= Brief =
Return every entry in full, with no alterations.
+ + + + + + +
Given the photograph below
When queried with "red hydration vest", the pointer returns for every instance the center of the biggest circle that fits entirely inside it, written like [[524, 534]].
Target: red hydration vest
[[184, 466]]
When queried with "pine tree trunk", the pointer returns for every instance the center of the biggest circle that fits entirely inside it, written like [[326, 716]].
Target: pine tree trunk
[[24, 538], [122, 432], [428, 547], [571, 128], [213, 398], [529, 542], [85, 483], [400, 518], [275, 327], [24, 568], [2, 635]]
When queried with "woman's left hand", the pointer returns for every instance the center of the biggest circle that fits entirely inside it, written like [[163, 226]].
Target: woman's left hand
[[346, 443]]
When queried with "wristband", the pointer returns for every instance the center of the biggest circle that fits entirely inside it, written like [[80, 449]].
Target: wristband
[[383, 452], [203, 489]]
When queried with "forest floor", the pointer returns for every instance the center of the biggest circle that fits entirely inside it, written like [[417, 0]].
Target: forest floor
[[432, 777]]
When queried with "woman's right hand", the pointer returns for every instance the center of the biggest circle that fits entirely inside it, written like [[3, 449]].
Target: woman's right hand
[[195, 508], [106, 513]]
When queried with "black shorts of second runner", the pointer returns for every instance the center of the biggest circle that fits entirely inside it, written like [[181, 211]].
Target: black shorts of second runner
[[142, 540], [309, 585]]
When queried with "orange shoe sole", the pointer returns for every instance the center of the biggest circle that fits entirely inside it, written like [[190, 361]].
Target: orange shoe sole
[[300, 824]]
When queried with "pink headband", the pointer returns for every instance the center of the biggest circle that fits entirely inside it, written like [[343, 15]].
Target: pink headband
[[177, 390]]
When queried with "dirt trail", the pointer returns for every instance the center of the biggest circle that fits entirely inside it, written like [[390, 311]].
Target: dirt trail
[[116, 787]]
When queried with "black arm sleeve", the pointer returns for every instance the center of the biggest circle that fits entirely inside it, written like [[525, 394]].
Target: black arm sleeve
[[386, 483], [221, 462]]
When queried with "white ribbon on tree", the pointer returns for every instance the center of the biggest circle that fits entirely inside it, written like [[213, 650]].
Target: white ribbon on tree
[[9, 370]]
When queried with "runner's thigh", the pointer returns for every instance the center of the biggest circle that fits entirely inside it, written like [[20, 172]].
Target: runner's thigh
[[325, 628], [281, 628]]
+ + + + + + +
= Expected answer =
Given the photograph below
When queried with "red hydration vest", the pointer returns for every instance the center of the biggest circle that fits entirely inside it, written like [[524, 534]].
Target: red hydration vest
[[184, 466]]
When queried with "pine tree trunk", the pointer returns for every instance the center of the biggest circle that fits entirely inside it, written like [[326, 716]].
Target: pine tree trunk
[[24, 538], [122, 432], [428, 547], [571, 128], [213, 398], [529, 542], [85, 483], [400, 518], [275, 327], [24, 568], [2, 635]]
When queried with "woman's left hand", the pointer returns for every instance the center of the biggest circle that fits entirely inside it, written like [[163, 226]].
Target: woman's left hand
[[346, 443]]
When queried with "wristband", the pointer returns for every instance the center of the biggest circle that fits entirely inside it, written like [[80, 449]].
Target: wristband
[[383, 452], [203, 489]]
When queried with "forest floor", the pointer returns for every instance the center of the biggest circle that fits entirely inside it, written like [[417, 0]].
Target: forest floor
[[432, 777]]
When queried with "woman's right hand", the pointer returns for every instance the center of the biggest circle that fits entirely inside it, written like [[3, 449]].
Target: woman's right hand
[[195, 508], [106, 513]]
When queried with "black shorts of second runner", the pointer returns for every instance the center of the biggest circle that fits entirely inside it, written like [[181, 211]].
Target: black shorts of second runner
[[142, 540], [309, 585]]
When queried with "orange shoe sole", the pointer returns for every instance the center of the biggest circle that fits entirely inside it, written like [[190, 361]].
Target: orange shoe sole
[[300, 824]]
When queried with "pink headband", the pointer returns for every instance the center of the biggest circle that fits entirely inside it, written like [[343, 15]].
Target: pink headband
[[177, 390]]
When queried with "dirt trail", the pointer returns for every instance the center of the biggest circle that fits entirely inside it, written like [[390, 311]].
Target: dirt trail
[[116, 787]]
When queried with "black arm sleeve", the pointer returns for every instance the center of the biggest circle that fits entirely inside it, written like [[525, 394]].
Target: black arm sleeve
[[386, 483], [221, 462]]
When queried with "white ribbon on tree", the pointer returns for every instance the center of the biggest circle that fits entirely inside it, written like [[213, 650]].
Target: white ribbon on tree
[[9, 370]]
When queried with "runner's thigh", the pointer returns for every instance the center of the biggest circle that fits entirely inside it, written like [[20, 172]].
Target: runner's thigh
[[325, 628], [281, 628]]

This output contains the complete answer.